- [EXTRACT TO READ]:
BEGIN
Comprehensive competitive endogenous RNA network analysis reveals EZH2-related axes and prognostic biomarkers in hepatocellular carcinoma

Document Type : Original Article


1 Department of Cell and Molecular Biology and Microbiology, Faculty of Biological Science and Technology, University of Isfahan, Isfahan, Iran

2 Department of Genetics and Molecular Biology, Faculty of Medicine, Isfahan University of Medical Sciences, Isfahan, Iran

3 Child Growth and Development Research Center, Research Institute for Primordial Prevention of Non-communicable Disease, Isfahan, Iran


Objective(s): Hepatocellular carcinoma (HCC) is a common and lethal type of cancer worldwide. The importance of non-coding RNAs such as long non-coding RNAs (lncRNAs), circular RNAs (circRNAs), and microRNAs (miRNAs) have been recognized in the development of HCC. In this study, we constructed a four-component competing endogenous RNA (ceRNA) network in HCC and evaluated prognostic values of the ceRNAs.
END
- [DATA FOR REVIEW]:
BEGIN
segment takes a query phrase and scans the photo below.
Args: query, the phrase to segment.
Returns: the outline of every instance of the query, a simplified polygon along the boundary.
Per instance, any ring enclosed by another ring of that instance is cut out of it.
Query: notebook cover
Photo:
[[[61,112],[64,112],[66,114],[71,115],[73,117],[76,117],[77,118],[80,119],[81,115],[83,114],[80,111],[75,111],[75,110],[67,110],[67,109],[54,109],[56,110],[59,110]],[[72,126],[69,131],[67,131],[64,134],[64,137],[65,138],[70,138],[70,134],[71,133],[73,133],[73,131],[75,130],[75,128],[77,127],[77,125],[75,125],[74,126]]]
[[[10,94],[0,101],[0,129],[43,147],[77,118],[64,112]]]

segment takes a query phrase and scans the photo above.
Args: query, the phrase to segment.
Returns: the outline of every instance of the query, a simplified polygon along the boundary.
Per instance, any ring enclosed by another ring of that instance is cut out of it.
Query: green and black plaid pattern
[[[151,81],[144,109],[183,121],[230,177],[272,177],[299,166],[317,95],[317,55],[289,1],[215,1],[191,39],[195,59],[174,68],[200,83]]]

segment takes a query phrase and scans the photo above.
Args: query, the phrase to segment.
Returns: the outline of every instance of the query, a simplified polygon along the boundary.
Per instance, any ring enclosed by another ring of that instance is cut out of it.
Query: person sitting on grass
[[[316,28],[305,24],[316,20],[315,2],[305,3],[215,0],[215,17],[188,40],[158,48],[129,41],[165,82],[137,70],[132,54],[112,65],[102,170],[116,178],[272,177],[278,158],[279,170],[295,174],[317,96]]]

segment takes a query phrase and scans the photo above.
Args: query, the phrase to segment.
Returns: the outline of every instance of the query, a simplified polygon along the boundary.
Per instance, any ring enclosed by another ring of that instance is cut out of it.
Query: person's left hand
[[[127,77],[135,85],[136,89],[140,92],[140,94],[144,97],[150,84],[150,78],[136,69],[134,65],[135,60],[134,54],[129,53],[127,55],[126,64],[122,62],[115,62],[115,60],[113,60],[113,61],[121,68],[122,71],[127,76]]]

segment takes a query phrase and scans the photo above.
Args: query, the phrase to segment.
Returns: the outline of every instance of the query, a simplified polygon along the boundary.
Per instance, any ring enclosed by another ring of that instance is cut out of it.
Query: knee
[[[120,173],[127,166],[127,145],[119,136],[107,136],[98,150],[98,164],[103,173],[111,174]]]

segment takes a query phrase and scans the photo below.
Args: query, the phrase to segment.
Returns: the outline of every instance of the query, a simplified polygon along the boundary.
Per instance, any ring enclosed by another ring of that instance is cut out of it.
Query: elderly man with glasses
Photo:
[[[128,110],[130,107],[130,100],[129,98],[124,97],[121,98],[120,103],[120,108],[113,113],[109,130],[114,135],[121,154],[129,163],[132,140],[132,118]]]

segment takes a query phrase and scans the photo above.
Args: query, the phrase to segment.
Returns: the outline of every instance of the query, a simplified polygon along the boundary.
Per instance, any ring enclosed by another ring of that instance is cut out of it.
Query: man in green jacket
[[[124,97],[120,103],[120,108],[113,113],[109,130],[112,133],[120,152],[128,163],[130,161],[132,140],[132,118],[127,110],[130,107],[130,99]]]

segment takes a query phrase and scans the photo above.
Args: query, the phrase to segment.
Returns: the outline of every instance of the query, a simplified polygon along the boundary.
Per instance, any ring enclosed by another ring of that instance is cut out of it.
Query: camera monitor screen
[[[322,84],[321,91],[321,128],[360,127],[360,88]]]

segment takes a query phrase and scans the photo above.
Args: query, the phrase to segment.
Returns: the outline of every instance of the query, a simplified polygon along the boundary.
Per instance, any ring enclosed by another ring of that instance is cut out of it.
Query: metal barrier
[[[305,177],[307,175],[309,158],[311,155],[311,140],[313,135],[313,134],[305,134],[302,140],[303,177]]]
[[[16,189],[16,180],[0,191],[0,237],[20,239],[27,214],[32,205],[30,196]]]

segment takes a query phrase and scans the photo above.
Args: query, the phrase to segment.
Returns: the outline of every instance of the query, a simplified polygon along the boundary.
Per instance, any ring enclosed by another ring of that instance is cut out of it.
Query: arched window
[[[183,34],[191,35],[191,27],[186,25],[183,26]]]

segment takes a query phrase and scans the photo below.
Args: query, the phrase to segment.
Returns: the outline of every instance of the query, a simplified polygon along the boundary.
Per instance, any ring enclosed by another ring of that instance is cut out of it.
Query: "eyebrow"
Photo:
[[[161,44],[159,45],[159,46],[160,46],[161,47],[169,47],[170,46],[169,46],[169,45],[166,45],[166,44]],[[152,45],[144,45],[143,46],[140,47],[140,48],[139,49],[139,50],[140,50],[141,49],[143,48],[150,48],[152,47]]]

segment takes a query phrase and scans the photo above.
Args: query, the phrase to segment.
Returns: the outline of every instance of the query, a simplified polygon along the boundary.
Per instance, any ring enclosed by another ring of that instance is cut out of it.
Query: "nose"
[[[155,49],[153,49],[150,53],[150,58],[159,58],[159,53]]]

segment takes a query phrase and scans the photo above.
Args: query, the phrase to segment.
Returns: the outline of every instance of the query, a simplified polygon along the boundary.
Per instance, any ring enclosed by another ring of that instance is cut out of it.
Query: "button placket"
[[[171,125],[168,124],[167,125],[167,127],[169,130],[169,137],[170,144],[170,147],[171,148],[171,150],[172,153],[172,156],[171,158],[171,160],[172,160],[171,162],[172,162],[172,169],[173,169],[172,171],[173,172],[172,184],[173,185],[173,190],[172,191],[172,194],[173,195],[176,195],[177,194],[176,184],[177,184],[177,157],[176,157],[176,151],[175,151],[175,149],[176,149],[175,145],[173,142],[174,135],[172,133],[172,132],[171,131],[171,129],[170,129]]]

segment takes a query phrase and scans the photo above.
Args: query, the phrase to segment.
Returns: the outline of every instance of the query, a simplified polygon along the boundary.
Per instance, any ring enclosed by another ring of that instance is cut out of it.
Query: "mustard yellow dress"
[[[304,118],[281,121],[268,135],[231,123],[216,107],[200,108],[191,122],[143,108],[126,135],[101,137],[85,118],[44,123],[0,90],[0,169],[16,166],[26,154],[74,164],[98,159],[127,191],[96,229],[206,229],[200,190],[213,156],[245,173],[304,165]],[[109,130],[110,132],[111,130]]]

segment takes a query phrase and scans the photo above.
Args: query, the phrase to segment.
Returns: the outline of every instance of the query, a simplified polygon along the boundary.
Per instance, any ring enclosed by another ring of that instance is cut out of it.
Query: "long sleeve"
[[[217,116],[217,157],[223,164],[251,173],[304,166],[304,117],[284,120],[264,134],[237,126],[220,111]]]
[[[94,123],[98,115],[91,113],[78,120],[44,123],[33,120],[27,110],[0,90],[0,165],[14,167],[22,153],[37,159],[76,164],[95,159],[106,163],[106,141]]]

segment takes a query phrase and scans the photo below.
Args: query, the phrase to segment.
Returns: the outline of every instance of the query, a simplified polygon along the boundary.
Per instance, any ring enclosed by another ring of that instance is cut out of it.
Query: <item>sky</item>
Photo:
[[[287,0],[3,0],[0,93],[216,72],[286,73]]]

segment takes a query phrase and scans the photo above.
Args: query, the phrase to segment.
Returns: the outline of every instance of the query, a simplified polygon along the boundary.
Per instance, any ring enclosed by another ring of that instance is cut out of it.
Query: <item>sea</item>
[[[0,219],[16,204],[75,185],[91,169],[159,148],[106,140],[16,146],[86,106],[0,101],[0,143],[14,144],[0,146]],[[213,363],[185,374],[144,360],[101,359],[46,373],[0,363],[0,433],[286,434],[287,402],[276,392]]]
END
- [REQUIREMENT 1]:
Answer these questions using the hepatocellular carcinoma extract.
(a) What document type is given for the article?
(b) Which faculty and university house the Department of Genetics and Molecular Biology?
(c) How many components does the competing endogenous RNA network constructed in the study have?
- [REQUIREMENT 2]: Rewrite the paragraph of the hepatocellular carcinoma extract beginning "Objective(s): Hepatocellular carcinoma" more briefly, keeping its main facts.

- [EXERCISE RESULT 1]:
(a) Original Article
(b) The Faculty of Medicine, Isfahan University of Medical Sciences
(c) Four

- [EXERCISE RESULT 2]: Hepatocellular carcinoma (HCC) is a common, lethal cancer worldwide. Non-coding RNAs, including lncRNAs, circRNAs, and miRNAs, are recognized as important in its development. This study built a four-component competing endogenous RNA (ceRNA) network in HCC and assessed the prognostic value of the ceRNAs.